--- start of Passage to read ---

Design of a Novel Electrochemical Membrane Reactor for Hydrogen Production Via the Sulfur-Ammonia Water-Splitting Cycle

The solar-driven hybrid
sulfur-ammonia (S-NH₃) water splitting cycle is a novel approach to
produce hydrogen through a large-scale design. Originally proposed by T-Raissi et al.
(2006), this cycle involves the photochemical oxidation of ammonium sulfite as
a solar-photocatalytic hydrogen production step. Later, the resulting ammonium
sulfate is decomposed into ammonia, sulfur dioxide and oxygen through a high-temperature
solar thermochemical oxygen evolution step. Finally, ammonium sulfite is
regenerated by means of chemical absorption of ammonia and sulfur dioxide in
aqueous phase. Thereby, only water is needed to release hydrogen and oxygen in
this cycle. This process has many advantages like high-purity hydrogen
production at ambient temperature; generation of value-added by-products such
as ammonium sulfate; exploitation of the entire solar spectrum and consumption
of greenhouse gases (i.e. sulfur
dioxide). However, even though the hydrogen production step has been studied,
there is a lack of information on aspects which have strong impact on hydrogen
production rates like pH, kinetic parameters, and/or efficient reactor design. Moreover,
new approaches have been proposed to enhance the large-scale viability of the
S-NH₃ cycle, including an electrochemical hydrogen production step
established by Taylor et al. (2014). This
electrochemical approach still makes use of solar energy resources, but via thermodynamic cycles which take
advantage of the high temperature gases to produce electricity. Thereby, the
electrooxidation of ammonium sulfite is carried out with the same advantages as
described above.

--- end of Passage to read ---
--- start of Data rows ---

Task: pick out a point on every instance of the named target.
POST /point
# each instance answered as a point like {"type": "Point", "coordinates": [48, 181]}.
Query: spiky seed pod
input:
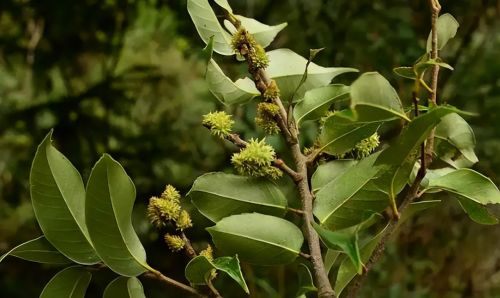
{"type": "Point", "coordinates": [174, 242]}
{"type": "Point", "coordinates": [266, 112]}
{"type": "Point", "coordinates": [171, 194]}
{"type": "Point", "coordinates": [219, 123]}
{"type": "Point", "coordinates": [183, 221]}
{"type": "Point", "coordinates": [367, 146]}
{"type": "Point", "coordinates": [256, 160]}
{"type": "Point", "coordinates": [161, 211]}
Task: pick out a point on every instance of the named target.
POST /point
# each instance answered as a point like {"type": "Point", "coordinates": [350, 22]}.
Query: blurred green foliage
{"type": "Point", "coordinates": [125, 77]}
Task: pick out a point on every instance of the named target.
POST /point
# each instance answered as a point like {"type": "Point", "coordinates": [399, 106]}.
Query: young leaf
{"type": "Point", "coordinates": [447, 27]}
{"type": "Point", "coordinates": [456, 131]}
{"type": "Point", "coordinates": [71, 282]}
{"type": "Point", "coordinates": [327, 172]}
{"type": "Point", "coordinates": [58, 198]}
{"type": "Point", "coordinates": [347, 200]}
{"type": "Point", "coordinates": [207, 25]}
{"type": "Point", "coordinates": [218, 195]}
{"type": "Point", "coordinates": [110, 200]}
{"type": "Point", "coordinates": [227, 91]}
{"type": "Point", "coordinates": [251, 237]}
{"type": "Point", "coordinates": [347, 242]}
{"type": "Point", "coordinates": [287, 69]}
{"type": "Point", "coordinates": [124, 287]}
{"type": "Point", "coordinates": [37, 250]}
{"type": "Point", "coordinates": [199, 270]}
{"type": "Point", "coordinates": [317, 101]}
{"type": "Point", "coordinates": [374, 99]}
{"type": "Point", "coordinates": [339, 134]}
{"type": "Point", "coordinates": [305, 281]}
{"type": "Point", "coordinates": [468, 184]}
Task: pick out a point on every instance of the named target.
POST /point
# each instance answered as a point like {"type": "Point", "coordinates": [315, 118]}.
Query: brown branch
{"type": "Point", "coordinates": [155, 274]}
{"type": "Point", "coordinates": [290, 132]}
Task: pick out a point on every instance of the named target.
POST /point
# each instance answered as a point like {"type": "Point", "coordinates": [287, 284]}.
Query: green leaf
{"type": "Point", "coordinates": [317, 101]}
{"type": "Point", "coordinates": [199, 270]}
{"type": "Point", "coordinates": [327, 172]}
{"type": "Point", "coordinates": [58, 198]}
{"type": "Point", "coordinates": [218, 195]}
{"type": "Point", "coordinates": [207, 25]}
{"type": "Point", "coordinates": [71, 282]}
{"type": "Point", "coordinates": [347, 242]}
{"type": "Point", "coordinates": [110, 200]}
{"type": "Point", "coordinates": [305, 281]}
{"type": "Point", "coordinates": [124, 287]}
{"type": "Point", "coordinates": [227, 91]}
{"type": "Point", "coordinates": [287, 68]}
{"type": "Point", "coordinates": [257, 238]}
{"type": "Point", "coordinates": [447, 27]}
{"type": "Point", "coordinates": [468, 184]}
{"type": "Point", "coordinates": [347, 200]}
{"type": "Point", "coordinates": [374, 99]}
{"type": "Point", "coordinates": [477, 212]}
{"type": "Point", "coordinates": [405, 72]}
{"type": "Point", "coordinates": [263, 34]}
{"type": "Point", "coordinates": [415, 134]}
{"type": "Point", "coordinates": [37, 250]}
{"type": "Point", "coordinates": [456, 131]}
{"type": "Point", "coordinates": [340, 134]}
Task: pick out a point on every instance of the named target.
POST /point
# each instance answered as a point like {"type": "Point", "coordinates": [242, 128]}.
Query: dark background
{"type": "Point", "coordinates": [125, 77]}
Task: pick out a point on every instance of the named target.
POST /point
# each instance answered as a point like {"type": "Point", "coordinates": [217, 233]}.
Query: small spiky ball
{"type": "Point", "coordinates": [256, 160]}
{"type": "Point", "coordinates": [174, 242]}
{"type": "Point", "coordinates": [219, 123]}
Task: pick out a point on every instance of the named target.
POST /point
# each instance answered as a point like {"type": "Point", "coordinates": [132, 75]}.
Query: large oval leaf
{"type": "Point", "coordinates": [110, 200]}
{"type": "Point", "coordinates": [317, 101]}
{"type": "Point", "coordinates": [124, 287]}
{"type": "Point", "coordinates": [287, 69]}
{"type": "Point", "coordinates": [374, 99]}
{"type": "Point", "coordinates": [218, 195]}
{"type": "Point", "coordinates": [347, 200]}
{"type": "Point", "coordinates": [227, 91]}
{"type": "Point", "coordinates": [207, 25]}
{"type": "Point", "coordinates": [456, 131]}
{"type": "Point", "coordinates": [71, 282]}
{"type": "Point", "coordinates": [37, 250]}
{"type": "Point", "coordinates": [58, 198]}
{"type": "Point", "coordinates": [339, 134]}
{"type": "Point", "coordinates": [258, 238]}
{"type": "Point", "coordinates": [199, 270]}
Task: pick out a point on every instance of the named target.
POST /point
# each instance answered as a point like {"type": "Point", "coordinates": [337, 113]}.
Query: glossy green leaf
{"type": "Point", "coordinates": [339, 134]}
{"type": "Point", "coordinates": [110, 200]}
{"type": "Point", "coordinates": [456, 131]}
{"type": "Point", "coordinates": [477, 212]}
{"type": "Point", "coordinates": [347, 200]}
{"type": "Point", "coordinates": [316, 102]}
{"type": "Point", "coordinates": [257, 238]}
{"type": "Point", "coordinates": [37, 250]}
{"type": "Point", "coordinates": [327, 172]}
{"type": "Point", "coordinates": [227, 91]}
{"type": "Point", "coordinates": [71, 282]}
{"type": "Point", "coordinates": [305, 281]}
{"type": "Point", "coordinates": [447, 27]}
{"type": "Point", "coordinates": [208, 25]}
{"type": "Point", "coordinates": [199, 270]}
{"type": "Point", "coordinates": [287, 69]}
{"type": "Point", "coordinates": [218, 195]}
{"type": "Point", "coordinates": [415, 134]}
{"type": "Point", "coordinates": [468, 184]}
{"type": "Point", "coordinates": [58, 198]}
{"type": "Point", "coordinates": [374, 99]}
{"type": "Point", "coordinates": [124, 287]}
{"type": "Point", "coordinates": [346, 242]}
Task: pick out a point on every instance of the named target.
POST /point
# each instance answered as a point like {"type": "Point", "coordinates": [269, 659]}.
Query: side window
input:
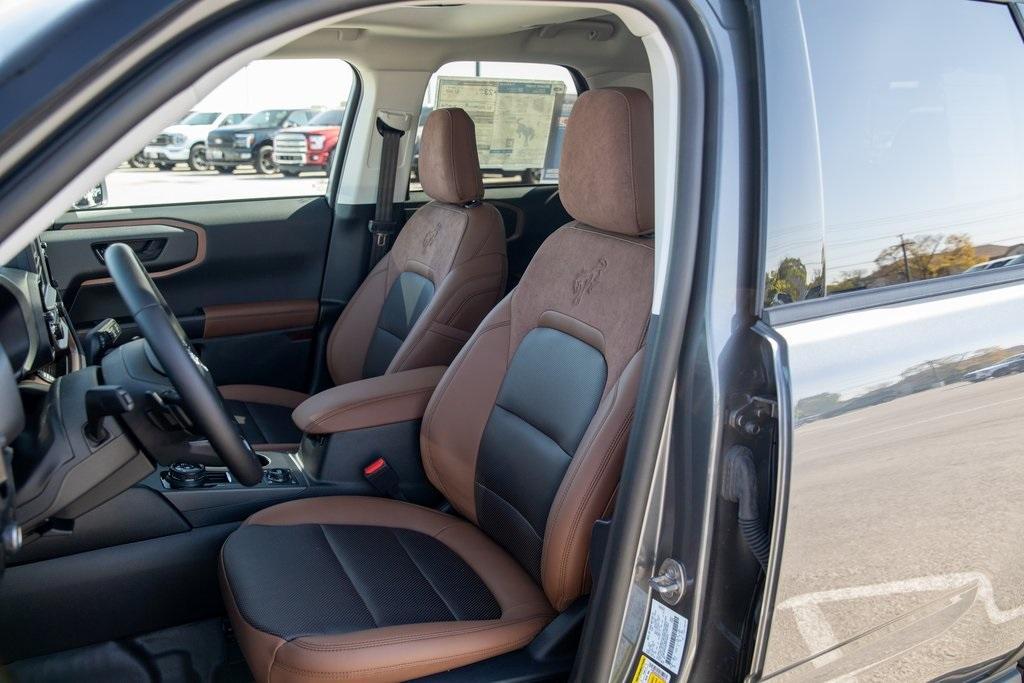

--- end of Data rows ---

__Problems to work on__
- A) From the passage on the sulfur-ammonia water-splitting cycle above, extract everything from "Design of a" down to "T-Raissi et al.".
- B) Translate this sentence from the passage on the sulfur-ammonia water-splitting cycle into Spanish: "Thereby, only water is needed to release hydrogen and oxygen in this cycle."

__Answers to each task__
- A)
Design of a Novel Electrochemical Membrane Reactor for Hydrogen Production Via the Sulfur-Ammonia Water-Splitting Cycle

The solar-driven hybrid
sulfur-ammonia (S-NH₃) water splitting cycle is a novel approach to
produce hydrogen through a large-scale design. Originally proposed by T-Raissi et al.

- B) Por lo tanto, en este ciclo solo se necesita agua para liberar hidrógeno y oxígeno.